» **EXTRAIT ÉTUDIÉ**
Dès le plus jeune âge ils pratiquaient déjà le jeu de la mourra, ou du moins ils en connaissaient les règles. Il occupera réellement les loisirs un peu plus tard, à la fin de l’adolescence. Ainsi et contrairement au mot jouet, il est désigné dans le langage courant par le mot micare comme nous le livre la définition : mico, micui, micare :
1 – s’agiter (par des mouvements répétés), trembler, sautiller, bondir, palpiter.
2 – briller, scintiller, étinceler, briller.
3 – jouer à la mourre.
- micant digiti, Virg. : les doigts se crispent.
- micant artus, Sen. : les membres se contractent.
- corda timore micant, Ov. : les coeurs palpitent de crainte.
- micat ardor ex oculis, Lucr. : ses yeux lancent des flammes.
- micare (digitis) : jouer à la mourre (les deux joueurs, poings fermés, allongent ensemble le nombre de doigts qu’ils veulent en criant, au hasard, le nombre de doigts qu’étend l’adversaire; celui qui tombe juste a gagné).
- dignus est quicum in tenebris mices, Cic. : il mérite qu’on joue avec lui à la mourra dans les ténèbres (on peut se fier à lui, on peut s’en rapporter à lui).
- micando victus, Cic. : qui a perdu à la mourra Le jeu de Mourra était bien connu à Rome où il faisait les délices de la plèbe, sous le nom de micatio ou de micare e digitis (mot à mot : » le jeu du lever des doigts « ). Cicéron rapporte que pour désigner un homme au dessus de tout soupçons, on avait coutume de dire : » C’est un homme avec qui vous pourriez jouer à la micatio dans l’obscurité ! » (Dignus est, quicumque in tenebris mices). Ce proverbe, que Cicéron déclarait » usé par l’âge « , montre à quel point le jeu de la mourra était populaire chez les anciens romains. De même, le jeu de mourra était pratiqué pour départager les litiges entre deux personnes. Des textes rapportent que les romains y avait recours sur les marchés publics pour régler les différends dans les échanges commerciaux. Le gagnant obtenait le prix souhaité.

» **LIGNES FOURNIES**
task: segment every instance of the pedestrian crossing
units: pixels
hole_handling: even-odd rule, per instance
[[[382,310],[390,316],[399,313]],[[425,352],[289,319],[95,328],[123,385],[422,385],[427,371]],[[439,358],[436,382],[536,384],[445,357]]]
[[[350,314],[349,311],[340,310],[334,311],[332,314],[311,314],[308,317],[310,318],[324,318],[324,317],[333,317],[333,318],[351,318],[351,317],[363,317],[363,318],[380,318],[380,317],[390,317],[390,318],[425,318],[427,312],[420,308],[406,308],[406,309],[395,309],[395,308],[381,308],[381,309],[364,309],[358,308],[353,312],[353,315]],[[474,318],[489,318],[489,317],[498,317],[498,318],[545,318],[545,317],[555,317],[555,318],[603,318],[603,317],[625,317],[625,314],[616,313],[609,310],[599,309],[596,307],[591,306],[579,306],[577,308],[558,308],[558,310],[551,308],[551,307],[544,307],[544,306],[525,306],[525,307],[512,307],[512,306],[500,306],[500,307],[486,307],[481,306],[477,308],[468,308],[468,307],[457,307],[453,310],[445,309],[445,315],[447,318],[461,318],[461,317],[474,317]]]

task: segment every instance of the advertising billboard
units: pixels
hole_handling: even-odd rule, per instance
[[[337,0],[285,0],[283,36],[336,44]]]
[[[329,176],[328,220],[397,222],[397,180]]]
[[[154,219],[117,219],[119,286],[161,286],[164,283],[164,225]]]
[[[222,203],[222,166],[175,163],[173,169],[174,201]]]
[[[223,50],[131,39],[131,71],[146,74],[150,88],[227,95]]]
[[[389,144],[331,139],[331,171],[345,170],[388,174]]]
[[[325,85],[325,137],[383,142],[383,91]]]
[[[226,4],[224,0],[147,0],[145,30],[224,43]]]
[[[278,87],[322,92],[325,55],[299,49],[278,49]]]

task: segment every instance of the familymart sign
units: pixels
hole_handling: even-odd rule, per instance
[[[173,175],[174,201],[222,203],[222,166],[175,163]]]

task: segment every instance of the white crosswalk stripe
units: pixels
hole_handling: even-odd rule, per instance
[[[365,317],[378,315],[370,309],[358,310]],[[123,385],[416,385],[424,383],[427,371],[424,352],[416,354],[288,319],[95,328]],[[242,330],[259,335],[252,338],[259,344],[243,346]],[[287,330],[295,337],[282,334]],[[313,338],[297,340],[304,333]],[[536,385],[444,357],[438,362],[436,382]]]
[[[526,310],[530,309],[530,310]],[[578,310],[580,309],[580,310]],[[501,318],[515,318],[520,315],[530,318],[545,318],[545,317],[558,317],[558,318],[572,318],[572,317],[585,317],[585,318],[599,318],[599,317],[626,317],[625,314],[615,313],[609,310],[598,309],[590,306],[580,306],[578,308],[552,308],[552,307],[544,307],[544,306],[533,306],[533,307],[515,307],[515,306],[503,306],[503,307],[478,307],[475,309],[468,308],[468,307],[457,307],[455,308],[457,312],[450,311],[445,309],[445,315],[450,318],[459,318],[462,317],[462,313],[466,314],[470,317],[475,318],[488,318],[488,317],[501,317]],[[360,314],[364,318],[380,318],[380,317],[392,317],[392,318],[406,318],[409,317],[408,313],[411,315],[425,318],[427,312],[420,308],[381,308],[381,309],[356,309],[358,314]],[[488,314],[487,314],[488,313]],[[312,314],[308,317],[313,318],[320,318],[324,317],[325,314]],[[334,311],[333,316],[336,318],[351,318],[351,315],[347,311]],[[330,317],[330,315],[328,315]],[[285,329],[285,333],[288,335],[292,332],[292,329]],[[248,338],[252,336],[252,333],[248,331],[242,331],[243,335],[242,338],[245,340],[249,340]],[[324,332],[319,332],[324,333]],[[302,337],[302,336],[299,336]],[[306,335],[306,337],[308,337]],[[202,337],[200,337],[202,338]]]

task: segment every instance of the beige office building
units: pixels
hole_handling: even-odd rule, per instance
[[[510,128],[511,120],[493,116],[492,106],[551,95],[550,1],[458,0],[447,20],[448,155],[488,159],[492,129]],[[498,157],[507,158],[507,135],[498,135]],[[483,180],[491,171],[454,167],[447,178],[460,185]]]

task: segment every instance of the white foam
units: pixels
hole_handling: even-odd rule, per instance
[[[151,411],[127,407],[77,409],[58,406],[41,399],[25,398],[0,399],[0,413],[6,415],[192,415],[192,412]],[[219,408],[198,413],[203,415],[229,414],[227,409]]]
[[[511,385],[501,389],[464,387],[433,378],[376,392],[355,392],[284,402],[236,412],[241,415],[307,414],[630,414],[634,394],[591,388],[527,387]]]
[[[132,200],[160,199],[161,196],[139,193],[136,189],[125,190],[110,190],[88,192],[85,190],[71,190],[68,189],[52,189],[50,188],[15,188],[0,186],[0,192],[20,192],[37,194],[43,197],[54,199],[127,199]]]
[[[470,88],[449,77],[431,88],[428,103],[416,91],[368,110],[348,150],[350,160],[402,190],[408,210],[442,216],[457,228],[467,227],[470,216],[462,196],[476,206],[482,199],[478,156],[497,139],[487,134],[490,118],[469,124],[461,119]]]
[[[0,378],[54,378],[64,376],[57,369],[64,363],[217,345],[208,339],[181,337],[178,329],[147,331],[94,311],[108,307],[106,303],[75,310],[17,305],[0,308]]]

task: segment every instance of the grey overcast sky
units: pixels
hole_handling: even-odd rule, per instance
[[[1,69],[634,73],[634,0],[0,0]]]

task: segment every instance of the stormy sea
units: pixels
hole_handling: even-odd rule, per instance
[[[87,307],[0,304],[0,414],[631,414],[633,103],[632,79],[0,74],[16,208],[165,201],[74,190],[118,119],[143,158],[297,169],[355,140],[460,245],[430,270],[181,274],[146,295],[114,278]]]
* * *
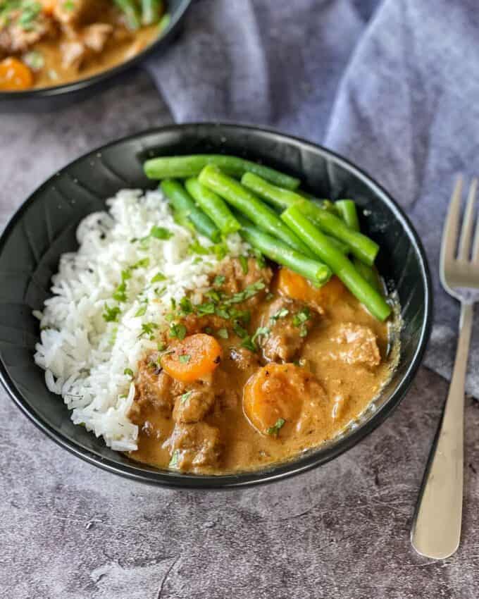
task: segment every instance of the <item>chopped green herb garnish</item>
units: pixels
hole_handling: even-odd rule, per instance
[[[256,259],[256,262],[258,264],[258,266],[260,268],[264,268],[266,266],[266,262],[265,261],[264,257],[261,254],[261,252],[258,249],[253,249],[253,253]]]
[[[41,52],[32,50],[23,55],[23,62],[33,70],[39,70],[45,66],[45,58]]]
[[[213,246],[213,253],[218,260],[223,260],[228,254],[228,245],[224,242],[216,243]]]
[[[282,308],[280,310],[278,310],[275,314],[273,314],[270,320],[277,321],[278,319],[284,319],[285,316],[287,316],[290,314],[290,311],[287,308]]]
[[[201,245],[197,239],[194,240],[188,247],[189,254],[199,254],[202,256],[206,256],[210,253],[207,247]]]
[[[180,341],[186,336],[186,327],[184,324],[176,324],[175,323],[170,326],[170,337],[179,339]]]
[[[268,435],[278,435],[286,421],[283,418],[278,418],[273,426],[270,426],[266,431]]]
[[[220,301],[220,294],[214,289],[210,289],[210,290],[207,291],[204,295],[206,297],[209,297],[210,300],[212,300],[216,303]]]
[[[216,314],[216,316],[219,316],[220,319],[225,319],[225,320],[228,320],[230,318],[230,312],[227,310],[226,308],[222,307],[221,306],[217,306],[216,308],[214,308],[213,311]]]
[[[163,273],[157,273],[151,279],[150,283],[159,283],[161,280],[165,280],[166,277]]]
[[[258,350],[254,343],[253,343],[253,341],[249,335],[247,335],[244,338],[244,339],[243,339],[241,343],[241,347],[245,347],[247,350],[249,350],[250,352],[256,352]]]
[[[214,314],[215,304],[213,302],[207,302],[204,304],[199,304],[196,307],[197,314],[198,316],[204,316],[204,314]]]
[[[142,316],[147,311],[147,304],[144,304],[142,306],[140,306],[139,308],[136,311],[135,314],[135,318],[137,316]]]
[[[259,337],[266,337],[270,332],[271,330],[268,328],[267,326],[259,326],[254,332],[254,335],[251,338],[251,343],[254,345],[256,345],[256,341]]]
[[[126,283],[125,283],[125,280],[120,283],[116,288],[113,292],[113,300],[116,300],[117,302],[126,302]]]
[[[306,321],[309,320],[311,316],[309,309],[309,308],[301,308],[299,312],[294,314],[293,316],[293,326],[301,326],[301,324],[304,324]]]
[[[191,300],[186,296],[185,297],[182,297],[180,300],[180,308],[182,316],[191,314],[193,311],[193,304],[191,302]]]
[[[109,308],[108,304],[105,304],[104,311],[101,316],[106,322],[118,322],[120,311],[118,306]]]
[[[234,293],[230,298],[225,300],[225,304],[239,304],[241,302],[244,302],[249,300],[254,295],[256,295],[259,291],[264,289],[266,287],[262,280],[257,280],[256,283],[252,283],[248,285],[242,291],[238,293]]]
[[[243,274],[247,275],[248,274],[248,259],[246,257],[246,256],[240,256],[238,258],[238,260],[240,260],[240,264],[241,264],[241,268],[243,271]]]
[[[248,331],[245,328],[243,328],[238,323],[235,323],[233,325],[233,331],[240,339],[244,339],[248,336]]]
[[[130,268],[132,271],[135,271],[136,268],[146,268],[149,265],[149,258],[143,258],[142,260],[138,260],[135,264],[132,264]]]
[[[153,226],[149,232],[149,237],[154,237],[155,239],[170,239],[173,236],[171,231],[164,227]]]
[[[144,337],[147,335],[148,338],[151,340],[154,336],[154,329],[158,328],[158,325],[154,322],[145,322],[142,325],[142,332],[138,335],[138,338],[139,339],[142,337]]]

» **TRAVAIL À FAIRE**
#1 D'après l'extrait sur la mourra, sous quel nom la plèbe romaine connaissait-elle ce jeu ?
#2 Recopiez, dans l'extrait sur la mourra, le passage qui va de « Dès le plus » jusqu'à « lancent des flammes. ».
#3 Traduisez en anglais la phrase suivante de l'extrait sur la mourra : « De même, le jeu de mourra était pratiqué pour départager les litiges entre deux personnes. »

» **RÉPONSES DANS L'ORDRE**
#1 Sous le nom de micatio ou de micare e digitis.

#2
Dès le plus jeune âge ils pratiquaient déjà le jeu de la mourra, ou du moins ils en connaissaient les règles. Il occupera réellement les loisirs un peu plus tard, à la fin de l’adolescence. Ainsi et contrairement au mot jouet, il est désigné dans le langage courant par le mot micare comme nous le livre la définition : mico, micui, micare :
1 – s’agiter (par des mouvements répétés), trembler, sautiller, bondir, palpiter.
2 – briller, scintiller, étinceler, briller.
3 – jouer à la mourre.
- micant digiti, Virg. : les doigts se crispent.
- micant artus, Sen. : les membres se contractent.
- corda timore micant, Ov. : les coeurs palpitent de crainte.
- micat ardor ex oculis, Lucr. : ses yeux lancent des flammes.

#3 Likewise, the game of mourra was played to settle disputes between two people.